• WORK TO DO: Please copy the items below word for word, starting at the very first line and stopping after the line that contains "x=546 y=306".

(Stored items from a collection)
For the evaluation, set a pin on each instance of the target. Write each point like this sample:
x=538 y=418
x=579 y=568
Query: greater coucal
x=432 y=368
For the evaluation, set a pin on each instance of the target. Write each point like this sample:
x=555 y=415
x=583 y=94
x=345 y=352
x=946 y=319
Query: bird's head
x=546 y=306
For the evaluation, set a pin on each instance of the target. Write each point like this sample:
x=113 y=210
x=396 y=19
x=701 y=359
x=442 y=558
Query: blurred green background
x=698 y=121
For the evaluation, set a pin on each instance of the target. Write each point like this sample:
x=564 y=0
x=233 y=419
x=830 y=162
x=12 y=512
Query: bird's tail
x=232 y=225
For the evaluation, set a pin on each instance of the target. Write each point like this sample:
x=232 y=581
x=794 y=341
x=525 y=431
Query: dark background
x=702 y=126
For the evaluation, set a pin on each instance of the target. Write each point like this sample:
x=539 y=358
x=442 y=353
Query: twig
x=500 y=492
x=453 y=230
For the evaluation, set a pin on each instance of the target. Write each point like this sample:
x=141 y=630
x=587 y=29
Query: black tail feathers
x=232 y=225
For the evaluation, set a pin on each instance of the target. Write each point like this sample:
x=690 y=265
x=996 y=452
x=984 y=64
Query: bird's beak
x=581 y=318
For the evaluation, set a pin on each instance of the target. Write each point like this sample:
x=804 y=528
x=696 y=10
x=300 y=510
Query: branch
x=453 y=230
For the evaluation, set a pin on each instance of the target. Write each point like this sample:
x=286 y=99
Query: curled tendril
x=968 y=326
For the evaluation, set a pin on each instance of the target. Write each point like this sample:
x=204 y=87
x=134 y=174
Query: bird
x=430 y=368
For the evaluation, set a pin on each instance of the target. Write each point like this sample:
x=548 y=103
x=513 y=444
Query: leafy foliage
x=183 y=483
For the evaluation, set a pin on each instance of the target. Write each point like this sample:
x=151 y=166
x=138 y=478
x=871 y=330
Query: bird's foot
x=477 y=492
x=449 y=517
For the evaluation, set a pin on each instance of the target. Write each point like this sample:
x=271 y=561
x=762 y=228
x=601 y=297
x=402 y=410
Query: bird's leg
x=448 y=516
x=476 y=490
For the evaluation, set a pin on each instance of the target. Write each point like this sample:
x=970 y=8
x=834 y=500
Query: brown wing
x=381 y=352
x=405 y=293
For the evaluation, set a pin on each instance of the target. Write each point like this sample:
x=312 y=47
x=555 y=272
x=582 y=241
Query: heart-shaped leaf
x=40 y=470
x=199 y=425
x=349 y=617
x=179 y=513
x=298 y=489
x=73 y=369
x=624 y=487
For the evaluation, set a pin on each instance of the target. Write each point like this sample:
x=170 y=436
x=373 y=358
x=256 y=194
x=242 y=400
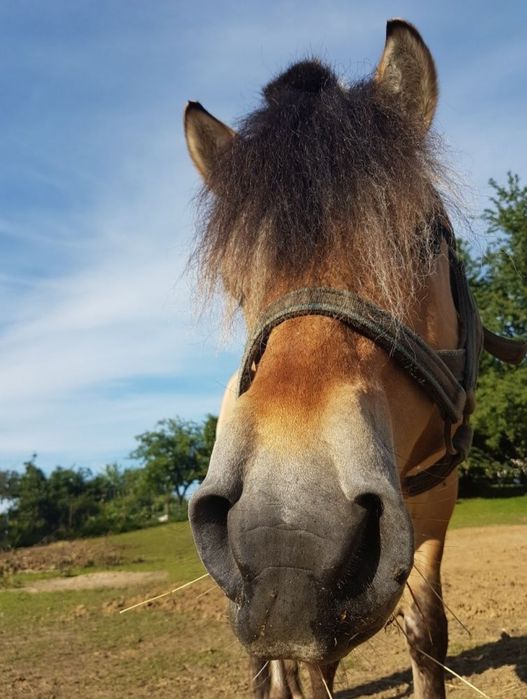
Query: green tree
x=174 y=456
x=28 y=519
x=499 y=282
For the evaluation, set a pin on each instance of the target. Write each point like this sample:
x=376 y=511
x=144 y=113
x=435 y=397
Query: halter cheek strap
x=448 y=377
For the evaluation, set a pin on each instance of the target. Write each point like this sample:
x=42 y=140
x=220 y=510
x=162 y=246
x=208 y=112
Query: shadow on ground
x=508 y=650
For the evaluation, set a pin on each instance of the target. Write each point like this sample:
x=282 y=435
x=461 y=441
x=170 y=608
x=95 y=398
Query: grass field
x=76 y=642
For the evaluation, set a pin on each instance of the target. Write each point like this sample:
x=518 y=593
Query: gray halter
x=448 y=377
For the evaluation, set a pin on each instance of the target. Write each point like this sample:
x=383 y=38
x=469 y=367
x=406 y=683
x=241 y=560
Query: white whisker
x=445 y=667
x=325 y=683
x=261 y=670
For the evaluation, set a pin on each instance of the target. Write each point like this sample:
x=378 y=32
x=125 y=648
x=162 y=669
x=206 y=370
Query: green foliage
x=71 y=502
x=499 y=282
x=175 y=456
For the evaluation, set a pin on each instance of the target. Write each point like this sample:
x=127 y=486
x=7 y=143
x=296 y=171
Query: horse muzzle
x=310 y=571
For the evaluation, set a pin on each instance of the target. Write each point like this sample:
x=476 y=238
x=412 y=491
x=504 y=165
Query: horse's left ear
x=407 y=70
x=206 y=137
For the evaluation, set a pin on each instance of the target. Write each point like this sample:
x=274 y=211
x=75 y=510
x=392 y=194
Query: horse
x=333 y=477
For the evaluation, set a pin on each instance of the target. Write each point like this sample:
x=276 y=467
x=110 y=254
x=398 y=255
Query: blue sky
x=99 y=331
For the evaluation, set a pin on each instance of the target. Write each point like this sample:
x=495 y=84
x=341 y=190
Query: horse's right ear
x=407 y=71
x=206 y=137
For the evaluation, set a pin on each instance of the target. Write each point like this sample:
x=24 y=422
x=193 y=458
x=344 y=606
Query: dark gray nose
x=336 y=543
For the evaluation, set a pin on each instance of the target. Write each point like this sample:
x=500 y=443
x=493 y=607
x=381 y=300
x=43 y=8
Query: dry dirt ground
x=182 y=646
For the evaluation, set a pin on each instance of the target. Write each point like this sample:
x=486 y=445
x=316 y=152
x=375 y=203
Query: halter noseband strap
x=447 y=376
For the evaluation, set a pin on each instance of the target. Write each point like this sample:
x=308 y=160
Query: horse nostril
x=364 y=549
x=212 y=511
x=208 y=514
x=370 y=502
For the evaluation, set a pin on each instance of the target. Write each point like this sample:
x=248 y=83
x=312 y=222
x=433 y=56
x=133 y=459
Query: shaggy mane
x=324 y=184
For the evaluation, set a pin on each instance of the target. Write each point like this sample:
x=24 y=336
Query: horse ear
x=206 y=137
x=407 y=70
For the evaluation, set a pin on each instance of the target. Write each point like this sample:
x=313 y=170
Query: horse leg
x=425 y=626
x=424 y=615
x=321 y=686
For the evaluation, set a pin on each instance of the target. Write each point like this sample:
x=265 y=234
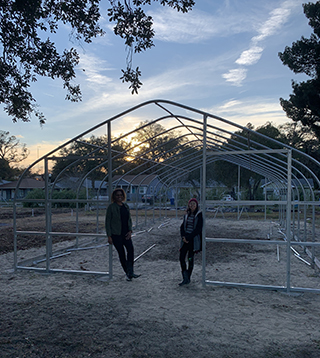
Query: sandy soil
x=63 y=315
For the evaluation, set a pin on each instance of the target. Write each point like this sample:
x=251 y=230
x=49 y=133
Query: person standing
x=191 y=239
x=119 y=230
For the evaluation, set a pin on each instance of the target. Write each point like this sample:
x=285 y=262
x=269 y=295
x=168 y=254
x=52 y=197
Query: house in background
x=273 y=191
x=137 y=187
x=7 y=190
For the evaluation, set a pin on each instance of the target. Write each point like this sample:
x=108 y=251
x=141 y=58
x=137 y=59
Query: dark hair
x=113 y=195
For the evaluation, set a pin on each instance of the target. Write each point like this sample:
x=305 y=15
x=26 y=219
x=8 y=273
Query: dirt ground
x=65 y=315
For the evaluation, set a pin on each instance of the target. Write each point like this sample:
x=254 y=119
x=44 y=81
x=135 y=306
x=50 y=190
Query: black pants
x=187 y=249
x=120 y=242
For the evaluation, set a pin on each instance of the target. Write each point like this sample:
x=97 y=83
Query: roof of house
x=139 y=179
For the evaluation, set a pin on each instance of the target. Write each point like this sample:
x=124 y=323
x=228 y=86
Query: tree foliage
x=28 y=50
x=11 y=150
x=90 y=155
x=303 y=57
x=156 y=144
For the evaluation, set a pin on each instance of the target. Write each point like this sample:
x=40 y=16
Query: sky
x=222 y=57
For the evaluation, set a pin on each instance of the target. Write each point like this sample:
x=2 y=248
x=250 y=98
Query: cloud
x=250 y=57
x=270 y=27
x=256 y=111
x=92 y=68
x=235 y=76
x=196 y=26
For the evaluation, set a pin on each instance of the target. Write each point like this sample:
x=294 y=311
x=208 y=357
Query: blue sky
x=222 y=57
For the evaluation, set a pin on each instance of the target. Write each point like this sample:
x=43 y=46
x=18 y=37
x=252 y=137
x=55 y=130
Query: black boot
x=186 y=279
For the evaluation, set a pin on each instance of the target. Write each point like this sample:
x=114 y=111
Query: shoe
x=186 y=278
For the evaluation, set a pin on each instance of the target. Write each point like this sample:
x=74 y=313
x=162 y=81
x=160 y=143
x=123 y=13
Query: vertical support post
x=288 y=217
x=15 y=238
x=238 y=191
x=265 y=199
x=203 y=197
x=47 y=211
x=109 y=188
x=176 y=199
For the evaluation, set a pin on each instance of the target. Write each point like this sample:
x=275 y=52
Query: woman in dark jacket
x=191 y=238
x=119 y=230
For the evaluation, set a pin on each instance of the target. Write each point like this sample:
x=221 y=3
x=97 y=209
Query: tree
x=90 y=155
x=11 y=152
x=303 y=57
x=28 y=52
x=156 y=144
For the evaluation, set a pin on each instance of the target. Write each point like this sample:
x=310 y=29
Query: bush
x=39 y=194
x=34 y=194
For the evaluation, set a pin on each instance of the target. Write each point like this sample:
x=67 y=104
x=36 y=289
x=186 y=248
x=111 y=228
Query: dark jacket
x=113 y=219
x=195 y=237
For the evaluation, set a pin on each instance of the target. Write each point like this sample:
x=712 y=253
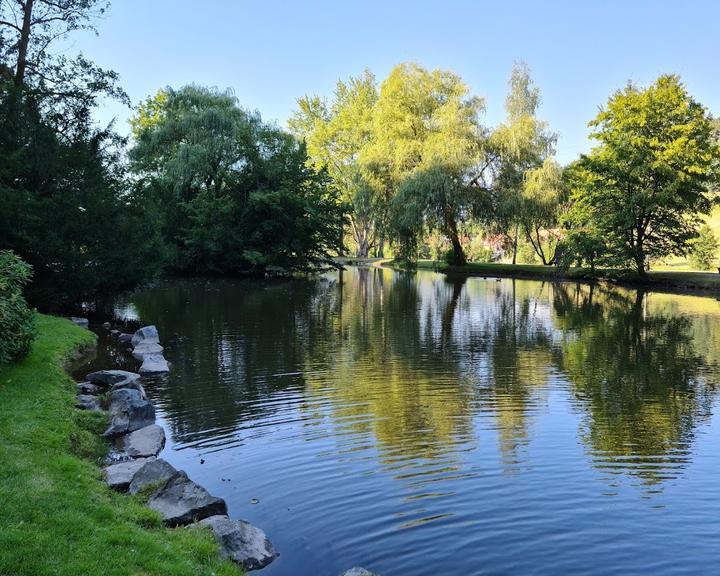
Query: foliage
x=704 y=248
x=231 y=193
x=17 y=321
x=647 y=183
x=48 y=489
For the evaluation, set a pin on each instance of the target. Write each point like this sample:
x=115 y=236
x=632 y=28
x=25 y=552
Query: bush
x=17 y=321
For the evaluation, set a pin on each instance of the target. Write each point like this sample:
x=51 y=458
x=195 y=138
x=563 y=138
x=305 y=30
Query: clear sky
x=271 y=52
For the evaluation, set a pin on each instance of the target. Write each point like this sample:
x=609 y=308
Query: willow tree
x=425 y=122
x=648 y=182
x=521 y=144
x=335 y=135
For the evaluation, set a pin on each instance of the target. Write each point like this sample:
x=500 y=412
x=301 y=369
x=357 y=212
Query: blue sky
x=271 y=52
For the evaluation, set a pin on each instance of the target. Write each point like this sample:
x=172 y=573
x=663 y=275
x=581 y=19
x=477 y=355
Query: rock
x=88 y=388
x=154 y=364
x=181 y=501
x=87 y=402
x=82 y=322
x=108 y=378
x=147 y=334
x=118 y=476
x=129 y=412
x=148 y=441
x=145 y=348
x=241 y=542
x=155 y=471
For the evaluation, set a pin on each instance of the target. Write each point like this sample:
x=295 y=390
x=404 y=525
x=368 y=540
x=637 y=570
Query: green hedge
x=17 y=321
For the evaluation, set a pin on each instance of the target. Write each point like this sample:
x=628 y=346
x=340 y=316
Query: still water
x=419 y=425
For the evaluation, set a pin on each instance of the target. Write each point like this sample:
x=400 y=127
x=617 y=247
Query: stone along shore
x=137 y=440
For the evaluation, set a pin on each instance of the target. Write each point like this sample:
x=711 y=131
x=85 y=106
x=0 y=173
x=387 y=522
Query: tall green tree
x=648 y=182
x=425 y=121
x=231 y=193
x=335 y=135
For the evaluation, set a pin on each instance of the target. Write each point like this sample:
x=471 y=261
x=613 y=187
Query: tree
x=335 y=136
x=520 y=145
x=704 y=248
x=646 y=185
x=425 y=121
x=231 y=193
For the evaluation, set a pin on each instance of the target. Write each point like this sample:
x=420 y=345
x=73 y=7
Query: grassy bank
x=685 y=280
x=56 y=515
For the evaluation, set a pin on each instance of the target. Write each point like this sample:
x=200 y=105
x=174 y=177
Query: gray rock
x=145 y=348
x=241 y=542
x=146 y=334
x=154 y=364
x=156 y=471
x=148 y=441
x=128 y=412
x=118 y=476
x=87 y=402
x=180 y=501
x=108 y=378
x=88 y=388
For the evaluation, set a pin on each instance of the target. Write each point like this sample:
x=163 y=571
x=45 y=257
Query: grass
x=681 y=280
x=57 y=517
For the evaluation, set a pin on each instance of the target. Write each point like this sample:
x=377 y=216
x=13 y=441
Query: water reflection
x=409 y=400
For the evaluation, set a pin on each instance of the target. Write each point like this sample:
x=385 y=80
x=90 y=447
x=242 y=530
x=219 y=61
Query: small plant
x=704 y=248
x=17 y=321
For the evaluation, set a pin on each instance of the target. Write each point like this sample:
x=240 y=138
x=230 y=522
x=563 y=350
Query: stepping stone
x=145 y=348
x=87 y=402
x=154 y=364
x=180 y=501
x=118 y=476
x=151 y=473
x=88 y=388
x=108 y=378
x=148 y=334
x=129 y=412
x=148 y=441
x=241 y=542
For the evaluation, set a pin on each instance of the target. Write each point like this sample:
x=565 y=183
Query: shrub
x=17 y=321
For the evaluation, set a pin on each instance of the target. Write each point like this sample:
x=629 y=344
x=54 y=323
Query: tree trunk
x=23 y=44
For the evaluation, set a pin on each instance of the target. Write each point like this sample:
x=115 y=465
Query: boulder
x=147 y=334
x=88 y=388
x=87 y=402
x=145 y=348
x=180 y=501
x=118 y=476
x=148 y=441
x=241 y=542
x=108 y=378
x=152 y=472
x=129 y=412
x=154 y=364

• FINAL RESULT:
For the evaluation, set a pin on each instance of the target. Write each point like this sample:
x=538 y=418
x=579 y=568
Query: greater coucal
x=432 y=368
For the evaluation, set a pin on each instance of the target. Write each point like this sample:
x=555 y=415
x=583 y=94
x=345 y=352
x=946 y=319
Query: bird's head
x=546 y=306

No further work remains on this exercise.